SHORT EXERCISE 1:
Count the lines of the records below that contain the string "image". Give only the number.

# rubixluver123 was misunderstood!



## vincent80000 (Aug 27, 2011)

I made a huge mistake accusing rubixluver123 of flat out scamming people. I want to apologize to her, which I did already, that I did this, making her lose a bunch of subscribers. I know this act is immature, and I hope you understand where I'm coming from. A couple days ago I posted a thread, that rubixluver123 was a scammer. What I didn't know was that the1996iscool, the person I accused was her, winning her own contest, isn't her. It's actually one of her cousins, who just happened to win her contest. Believe this is me, I was the original person who started the whole "rubixluver123 is a scammer" thing, yet now, I'm the one saying she was misunderstood. I just talked to her on Skype and she was quite upset, which I fully understand, considering the fact that she was put through all this. I just wanted to clear up everything, and I hope everyone f her fans forgive me for doing what I did, because it is very wrong. In reality, she is a real nice person, who has lots and lots of reviews, and she does very well reviewing them. She also does many other interesting videos, so, please check her out! Her channel is on Youtube, "rubixluver123" ,or you can reach her at http://www.youtube.com/user/rubixluver123 Don't forget to comment rate and subscribe to her!

Thanks for understanding,
Vincent


----------



## ~Phoenix Death~ (Aug 27, 2011)

To apologize for what you did=Huge, gigantic, gold, diamond...BALLS you have sir.
I have been helping her this entire time and I am infinitely relieved that this has come to a close. Yes, what you did was wrong, but at least you apologized, something I rarely EVER see.
Thank you ever so much for your consideration, you have no idea how me and her are glad.


----------



## vincent80000 (Aug 27, 2011)

~Phoenix Death~ said:


> To apologize for what you did=Huge, gigantic, gold, diamond...BALLS you have sir.
> I have been helping her this entire time and I am infinitely relieved that this has come to a close. Yes, what you did was wrong, but at least you apologized, something I rarely EVER see.
> Thank you ever so much for your consideration, you have no idea how me and her are glad.

Box-labeled dataset extracts

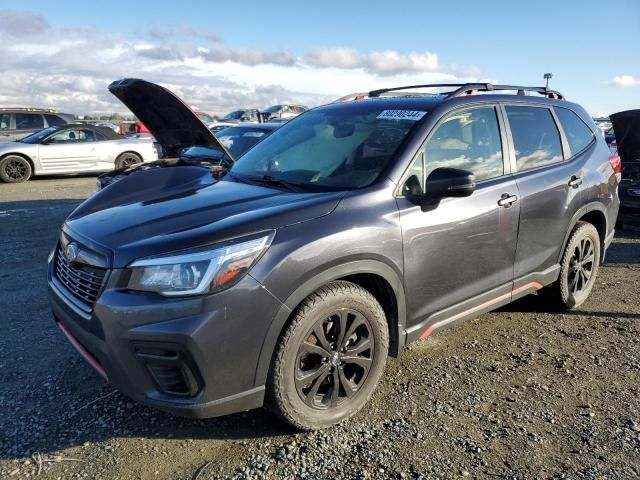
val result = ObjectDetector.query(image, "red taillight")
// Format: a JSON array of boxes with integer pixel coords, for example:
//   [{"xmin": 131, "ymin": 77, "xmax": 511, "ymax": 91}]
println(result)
[{"xmin": 609, "ymin": 155, "xmax": 622, "ymax": 175}]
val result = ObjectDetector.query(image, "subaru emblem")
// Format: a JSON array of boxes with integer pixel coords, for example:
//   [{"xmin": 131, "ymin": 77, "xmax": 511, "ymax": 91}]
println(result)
[{"xmin": 64, "ymin": 243, "xmax": 79, "ymax": 263}]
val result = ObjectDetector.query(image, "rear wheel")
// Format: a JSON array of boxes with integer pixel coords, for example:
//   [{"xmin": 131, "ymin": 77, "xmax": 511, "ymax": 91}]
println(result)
[
  {"xmin": 267, "ymin": 281, "xmax": 389, "ymax": 430},
  {"xmin": 0, "ymin": 155, "xmax": 32, "ymax": 183},
  {"xmin": 549, "ymin": 222, "xmax": 600, "ymax": 309},
  {"xmin": 116, "ymin": 152, "xmax": 142, "ymax": 169}
]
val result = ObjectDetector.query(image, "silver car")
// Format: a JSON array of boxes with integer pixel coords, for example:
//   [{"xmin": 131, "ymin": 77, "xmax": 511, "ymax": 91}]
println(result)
[{"xmin": 0, "ymin": 124, "xmax": 158, "ymax": 183}]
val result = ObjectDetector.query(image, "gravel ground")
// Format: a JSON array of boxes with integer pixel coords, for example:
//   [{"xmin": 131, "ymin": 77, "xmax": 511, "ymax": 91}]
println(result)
[{"xmin": 0, "ymin": 177, "xmax": 640, "ymax": 479}]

SHORT EXERCISE 2:
List every user handle in the forum thread above, including the handles that head the posts.

FINAL RESULT 1:
5

FINAL RESULT 2:
vincent80000, rubixluver123, the1996iscool, ~Phoenix Death~